Transcribe all the data, leaving each word as it is.

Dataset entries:
= Beginning of Section =

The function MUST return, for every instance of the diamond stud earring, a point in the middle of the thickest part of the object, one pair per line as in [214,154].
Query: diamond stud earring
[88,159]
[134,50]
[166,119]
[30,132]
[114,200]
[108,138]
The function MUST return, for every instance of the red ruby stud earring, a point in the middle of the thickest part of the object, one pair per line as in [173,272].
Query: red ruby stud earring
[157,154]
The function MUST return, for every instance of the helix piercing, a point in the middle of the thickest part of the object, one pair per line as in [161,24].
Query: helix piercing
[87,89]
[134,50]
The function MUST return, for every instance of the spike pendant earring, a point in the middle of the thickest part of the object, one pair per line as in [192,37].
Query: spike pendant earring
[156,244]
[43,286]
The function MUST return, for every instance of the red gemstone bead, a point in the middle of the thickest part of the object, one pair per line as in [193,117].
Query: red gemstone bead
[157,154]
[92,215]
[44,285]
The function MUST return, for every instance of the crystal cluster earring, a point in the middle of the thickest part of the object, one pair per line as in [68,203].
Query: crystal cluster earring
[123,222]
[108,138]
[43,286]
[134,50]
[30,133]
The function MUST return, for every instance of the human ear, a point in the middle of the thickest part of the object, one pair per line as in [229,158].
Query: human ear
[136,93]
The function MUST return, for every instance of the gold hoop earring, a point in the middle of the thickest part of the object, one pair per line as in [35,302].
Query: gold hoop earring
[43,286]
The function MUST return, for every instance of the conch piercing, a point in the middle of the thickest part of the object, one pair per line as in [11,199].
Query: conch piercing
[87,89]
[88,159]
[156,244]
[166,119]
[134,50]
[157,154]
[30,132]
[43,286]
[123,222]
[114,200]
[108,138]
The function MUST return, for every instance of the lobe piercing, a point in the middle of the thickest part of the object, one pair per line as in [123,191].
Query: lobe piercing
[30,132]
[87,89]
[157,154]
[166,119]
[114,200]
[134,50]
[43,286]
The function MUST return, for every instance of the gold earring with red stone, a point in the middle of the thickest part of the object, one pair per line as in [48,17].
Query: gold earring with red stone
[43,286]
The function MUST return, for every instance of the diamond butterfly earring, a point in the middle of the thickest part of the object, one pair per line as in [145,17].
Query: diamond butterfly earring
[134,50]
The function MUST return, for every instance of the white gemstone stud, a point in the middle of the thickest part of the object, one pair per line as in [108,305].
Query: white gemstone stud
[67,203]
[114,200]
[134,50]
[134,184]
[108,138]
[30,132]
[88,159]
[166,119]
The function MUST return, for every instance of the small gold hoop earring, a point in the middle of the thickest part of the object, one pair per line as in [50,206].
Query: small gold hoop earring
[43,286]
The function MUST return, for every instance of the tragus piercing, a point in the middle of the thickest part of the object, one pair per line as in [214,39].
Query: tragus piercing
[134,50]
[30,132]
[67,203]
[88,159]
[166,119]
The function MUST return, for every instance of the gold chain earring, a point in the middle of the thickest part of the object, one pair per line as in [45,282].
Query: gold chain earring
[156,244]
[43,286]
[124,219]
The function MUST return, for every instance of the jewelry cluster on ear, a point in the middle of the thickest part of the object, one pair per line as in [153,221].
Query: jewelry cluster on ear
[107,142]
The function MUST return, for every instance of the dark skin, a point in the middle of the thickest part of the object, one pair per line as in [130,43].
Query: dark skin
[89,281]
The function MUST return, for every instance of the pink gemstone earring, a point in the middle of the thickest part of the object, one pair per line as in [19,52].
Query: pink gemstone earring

= End of Section =

The answer
The function MUST return, for every instance of the diamond stud earring, a point in the middle of the thickest part of the object, one pair per line as in [214,154].
Query: diamond stud earring
[88,159]
[134,50]
[166,119]
[30,132]
[114,200]
[108,138]
The function MUST return, for every instance of the red ruby stud earring, a point in the middle of the thickest part of the object, one pair per line as in [173,272].
Query: red ruby stud earring
[157,154]
The function MUST return, for every instance of the helix piercing, a point in the middle of the thickest part of the object, one pair per line as in [161,24].
Query: helix piercing
[87,89]
[134,50]
The function MUST return, for every instance of the spike pendant earring, a point in the middle of the thickest part of the object, one pair per line as in [192,37].
Query: spike pendant earring
[156,244]
[43,286]
The function MUST return, for every instance of the red gemstone bead, a point in the middle of the thickest part of the object, one pair per line as in [193,117].
Query: red gemstone bead
[157,154]
[92,215]
[44,285]
The function MUST return, for every instance of the crystal cluster earring, a point in the middle of the thickest part of the object, one pair per line as in [68,203].
Query: crystal cluster earring
[123,222]
[108,138]
[43,286]
[134,50]
[30,133]
The function MUST return, for every instance of the human ear, a point in the middle of the thickest part of the object, one pair per line as in [229,158].
Query: human ear
[136,93]
The function MUST return, for every instance of the gold hoop earring, a point in the middle of the thickest part of the object, one pair per line as in [35,302].
Query: gold hoop earring
[43,286]
The function MUST return, for every instance of the conch piercing, a point in the middle of the thickest part of the object, one pair per line as in [11,199].
Query: conch piercing
[87,89]
[88,159]
[156,244]
[166,119]
[134,50]
[157,154]
[30,132]
[43,286]
[123,222]
[114,200]
[108,138]
The function MUST return, for every instance of the lobe piercing, a point in the middle of the thickest part of the object, one pair per line as in [123,191].
Query: lobe piercing
[30,132]
[87,89]
[157,154]
[166,119]
[114,200]
[134,50]
[43,286]
The function MUST return, for every instance of the gold earring with red stone, a point in the middle of the thickest part of the object, one pair per line as in [48,17].
Query: gold earring with red stone
[43,286]
The function MUST return, for every instance of the diamond butterfly earring, a point in the middle of the thickest part of the object, one pair per line as in [145,17].
Query: diamond butterfly earring
[134,50]
The function MUST return, for every instance of the white gemstone stud, a point in the middle of the thickest part of the object, one pair per line as in [108,305].
Query: white gemstone stud
[67,203]
[114,200]
[134,50]
[134,184]
[108,138]
[30,132]
[88,159]
[166,119]
The function MUST return, for every instance of the small gold hoop earring, a point in the middle of the thickest part of the object, one pair per line as in [50,206].
Query: small gold hoop earring
[43,286]
The function MUST return, for every instance of the tragus piercing, a point in the middle of the thickest part of the object, one pair per line as in [214,39].
Query: tragus piercing
[134,50]
[30,132]
[67,203]
[88,159]
[166,119]
The function MUST return, for every instance of the gold chain earring, a point in the middle of the thickest part of the object, one pair per line as in [45,282].
Query: gold chain earring
[156,244]
[43,286]
[124,219]
The function MUST return, for every instance of the jewelry cluster on ear, a point in the middle of the thickest part of the object, one pair per line as in [153,221].
Query: jewelry cluster on ear
[107,142]
The function MUST return, for every instance of the dark skin, a point in the middle of the thickest part of the object, one pair per line as in [130,43].
Query: dark skin
[89,281]
The function MUST return, for every instance of the pink gemstone earring, a point in the middle of the thickest part of the object, one pair per line as in [19,52].
Query: pink gemstone earring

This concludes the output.